## [AIM OF THE EXERCISE]
Your answer must match the entries below word for word.

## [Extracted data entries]

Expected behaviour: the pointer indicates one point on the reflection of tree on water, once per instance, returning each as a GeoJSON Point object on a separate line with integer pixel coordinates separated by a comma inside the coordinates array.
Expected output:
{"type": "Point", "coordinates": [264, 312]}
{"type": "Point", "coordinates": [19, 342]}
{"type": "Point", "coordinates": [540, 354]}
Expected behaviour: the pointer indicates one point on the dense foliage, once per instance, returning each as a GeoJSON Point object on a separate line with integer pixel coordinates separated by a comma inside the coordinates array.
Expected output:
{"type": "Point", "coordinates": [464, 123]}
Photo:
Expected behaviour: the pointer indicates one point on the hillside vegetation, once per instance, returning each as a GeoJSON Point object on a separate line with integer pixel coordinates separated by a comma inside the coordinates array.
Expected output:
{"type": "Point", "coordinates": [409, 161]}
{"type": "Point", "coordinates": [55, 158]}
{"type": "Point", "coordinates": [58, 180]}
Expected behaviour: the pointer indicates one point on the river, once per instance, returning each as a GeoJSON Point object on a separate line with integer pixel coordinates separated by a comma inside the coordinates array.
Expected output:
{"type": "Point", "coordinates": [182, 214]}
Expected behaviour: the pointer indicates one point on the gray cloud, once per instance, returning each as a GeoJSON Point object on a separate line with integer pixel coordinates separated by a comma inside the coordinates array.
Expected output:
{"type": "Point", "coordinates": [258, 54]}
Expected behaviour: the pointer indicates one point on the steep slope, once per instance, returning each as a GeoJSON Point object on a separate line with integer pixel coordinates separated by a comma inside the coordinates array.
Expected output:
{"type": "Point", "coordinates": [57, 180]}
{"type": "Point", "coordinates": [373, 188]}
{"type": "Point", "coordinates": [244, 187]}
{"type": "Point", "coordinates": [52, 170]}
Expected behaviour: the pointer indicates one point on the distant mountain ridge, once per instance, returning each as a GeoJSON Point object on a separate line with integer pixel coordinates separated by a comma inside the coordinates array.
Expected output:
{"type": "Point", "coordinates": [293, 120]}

## [SOLVED EXERCISE]
Expected behaviour: the pointer indicates one point on the reflection of tree on water, once per instance, returning each as a GeoJSON Point object on a separate line with integer pixel coordinates separated by a comma inside the coordinates array.
Expected output:
{"type": "Point", "coordinates": [264, 312]}
{"type": "Point", "coordinates": [19, 342]}
{"type": "Point", "coordinates": [540, 354]}
Expected behaviour: the pointer indicates one point on the dense foliage, once per instance, returning each as a GeoJSON Point object on a separate line with integer pixel coordinates separated by a comma inside the coordinates array.
Expected output:
{"type": "Point", "coordinates": [464, 123]}
Photo:
Expected behaviour: the pointer indicates one point on the hillside vegetation, once per instance, returning each as a GeoJSON Point object on a separate line with integer pixel coordinates separated by a comma inside the coordinates array.
Expected output:
{"type": "Point", "coordinates": [409, 161]}
{"type": "Point", "coordinates": [55, 158]}
{"type": "Point", "coordinates": [58, 180]}
Expected behaviour: the pointer indicates one point on the river, once per instance, returning each as a GeoJSON Point object on a separate line with integer pixel coordinates separated by a comma inside the coordinates array.
Expected output:
{"type": "Point", "coordinates": [182, 214]}
Expected behaviour: the pointer indicates one point on the gray cloud, once per instance, returning each as a GeoJSON Point object on a separate line with integer pixel coordinates separated by a comma inside the coordinates array.
Expected output:
{"type": "Point", "coordinates": [258, 54]}
Expected behaviour: the pointer indicates one point on the steep slope, once per instance, returning each as a GeoJSON Point object on a separate line with integer pixel coordinates separated by a comma inside the coordinates array.
Expected output:
{"type": "Point", "coordinates": [57, 180]}
{"type": "Point", "coordinates": [373, 188]}
{"type": "Point", "coordinates": [244, 187]}
{"type": "Point", "coordinates": [52, 170]}
Expected behaviour: the pointer indicates one point on the distant mountain ridge, once per instance, returning each as a GeoJSON Point object on a separate line with integer pixel coordinates separated by a comma inside the coordinates array.
Expected output:
{"type": "Point", "coordinates": [293, 120]}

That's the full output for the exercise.